-- Exercise data follows --

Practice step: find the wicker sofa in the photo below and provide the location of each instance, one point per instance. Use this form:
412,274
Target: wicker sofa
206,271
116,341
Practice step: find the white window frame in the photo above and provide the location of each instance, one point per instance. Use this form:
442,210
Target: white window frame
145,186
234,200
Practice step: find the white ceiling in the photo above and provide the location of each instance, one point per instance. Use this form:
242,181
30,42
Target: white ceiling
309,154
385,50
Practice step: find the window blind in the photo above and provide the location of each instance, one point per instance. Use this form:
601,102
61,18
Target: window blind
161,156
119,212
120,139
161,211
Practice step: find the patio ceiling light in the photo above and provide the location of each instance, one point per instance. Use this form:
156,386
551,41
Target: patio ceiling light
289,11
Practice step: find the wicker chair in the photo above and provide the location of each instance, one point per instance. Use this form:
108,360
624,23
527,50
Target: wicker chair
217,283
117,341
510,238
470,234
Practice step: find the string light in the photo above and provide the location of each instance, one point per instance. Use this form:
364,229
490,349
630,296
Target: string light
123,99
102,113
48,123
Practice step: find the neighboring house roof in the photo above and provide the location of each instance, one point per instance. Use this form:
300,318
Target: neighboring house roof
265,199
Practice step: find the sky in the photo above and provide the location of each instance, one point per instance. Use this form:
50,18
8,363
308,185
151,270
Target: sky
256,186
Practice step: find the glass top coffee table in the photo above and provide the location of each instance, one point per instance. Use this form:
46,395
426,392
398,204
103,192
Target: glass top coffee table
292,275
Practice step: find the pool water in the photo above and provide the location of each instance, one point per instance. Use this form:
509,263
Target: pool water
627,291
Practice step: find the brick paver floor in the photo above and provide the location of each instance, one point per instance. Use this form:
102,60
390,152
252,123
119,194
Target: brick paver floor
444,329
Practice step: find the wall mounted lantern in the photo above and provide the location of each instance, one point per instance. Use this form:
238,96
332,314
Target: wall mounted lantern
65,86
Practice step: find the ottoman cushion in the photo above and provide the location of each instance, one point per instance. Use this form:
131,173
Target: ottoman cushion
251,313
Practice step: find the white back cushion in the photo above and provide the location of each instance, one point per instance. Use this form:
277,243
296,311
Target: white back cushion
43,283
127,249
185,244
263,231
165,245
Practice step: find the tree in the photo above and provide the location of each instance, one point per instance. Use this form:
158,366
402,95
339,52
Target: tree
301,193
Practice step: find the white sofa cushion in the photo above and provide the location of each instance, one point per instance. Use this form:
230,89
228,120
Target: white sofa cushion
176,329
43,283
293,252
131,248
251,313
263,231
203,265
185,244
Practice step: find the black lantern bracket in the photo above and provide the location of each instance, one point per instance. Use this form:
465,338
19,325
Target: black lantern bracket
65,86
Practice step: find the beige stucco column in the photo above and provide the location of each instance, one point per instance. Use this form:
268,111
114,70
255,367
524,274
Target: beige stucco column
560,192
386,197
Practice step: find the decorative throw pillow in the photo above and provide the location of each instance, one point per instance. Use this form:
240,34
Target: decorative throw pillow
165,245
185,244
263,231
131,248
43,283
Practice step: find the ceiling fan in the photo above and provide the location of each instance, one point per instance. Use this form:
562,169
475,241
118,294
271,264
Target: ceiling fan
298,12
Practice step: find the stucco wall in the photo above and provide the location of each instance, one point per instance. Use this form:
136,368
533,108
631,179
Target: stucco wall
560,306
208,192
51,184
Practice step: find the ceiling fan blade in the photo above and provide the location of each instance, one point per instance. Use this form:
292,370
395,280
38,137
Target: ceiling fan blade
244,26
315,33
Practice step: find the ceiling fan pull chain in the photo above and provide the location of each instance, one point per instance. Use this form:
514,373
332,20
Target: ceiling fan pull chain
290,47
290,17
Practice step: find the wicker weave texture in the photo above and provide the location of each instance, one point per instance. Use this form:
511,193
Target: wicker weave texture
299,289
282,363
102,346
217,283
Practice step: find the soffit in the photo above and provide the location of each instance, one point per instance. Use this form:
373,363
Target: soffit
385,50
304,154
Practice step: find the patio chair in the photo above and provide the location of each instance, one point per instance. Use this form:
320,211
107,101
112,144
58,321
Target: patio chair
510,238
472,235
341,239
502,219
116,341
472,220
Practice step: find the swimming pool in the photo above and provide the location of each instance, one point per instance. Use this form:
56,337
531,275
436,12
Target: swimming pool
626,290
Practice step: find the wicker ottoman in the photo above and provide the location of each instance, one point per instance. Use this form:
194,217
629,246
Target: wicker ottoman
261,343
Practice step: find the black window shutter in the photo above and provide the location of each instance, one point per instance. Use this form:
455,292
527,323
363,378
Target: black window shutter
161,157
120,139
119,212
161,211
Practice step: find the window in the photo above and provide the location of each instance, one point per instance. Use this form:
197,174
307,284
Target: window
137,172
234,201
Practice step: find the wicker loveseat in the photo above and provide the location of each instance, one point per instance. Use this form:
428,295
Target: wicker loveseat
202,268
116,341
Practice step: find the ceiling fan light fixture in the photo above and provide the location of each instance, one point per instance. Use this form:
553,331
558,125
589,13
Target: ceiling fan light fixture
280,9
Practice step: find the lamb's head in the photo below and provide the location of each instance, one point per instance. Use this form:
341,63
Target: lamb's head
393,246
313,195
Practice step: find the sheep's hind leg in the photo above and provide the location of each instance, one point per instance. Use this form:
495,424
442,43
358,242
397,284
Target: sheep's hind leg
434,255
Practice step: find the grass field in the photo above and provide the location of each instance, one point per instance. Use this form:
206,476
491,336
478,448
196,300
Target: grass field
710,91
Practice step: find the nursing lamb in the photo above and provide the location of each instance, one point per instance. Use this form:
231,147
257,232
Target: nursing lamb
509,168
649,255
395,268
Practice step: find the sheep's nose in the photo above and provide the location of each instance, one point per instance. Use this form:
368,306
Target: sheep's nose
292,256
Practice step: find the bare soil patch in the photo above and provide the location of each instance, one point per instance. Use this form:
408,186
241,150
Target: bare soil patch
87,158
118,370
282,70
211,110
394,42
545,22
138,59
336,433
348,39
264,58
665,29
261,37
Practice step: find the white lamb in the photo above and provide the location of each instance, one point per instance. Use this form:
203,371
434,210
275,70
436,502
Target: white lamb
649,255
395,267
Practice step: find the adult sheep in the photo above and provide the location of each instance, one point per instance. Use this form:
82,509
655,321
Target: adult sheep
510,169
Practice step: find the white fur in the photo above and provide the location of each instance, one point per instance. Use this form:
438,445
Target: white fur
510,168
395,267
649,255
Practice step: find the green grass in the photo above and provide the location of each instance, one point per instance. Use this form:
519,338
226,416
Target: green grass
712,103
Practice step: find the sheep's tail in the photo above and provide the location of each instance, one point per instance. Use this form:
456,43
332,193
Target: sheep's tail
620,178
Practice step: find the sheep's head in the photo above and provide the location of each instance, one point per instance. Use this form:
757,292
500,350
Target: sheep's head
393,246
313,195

-- Exercise data concluded --

Exercise: Tally the lines of the data that hold the string "below". Answer with the number and nothing more.

Answer space: 2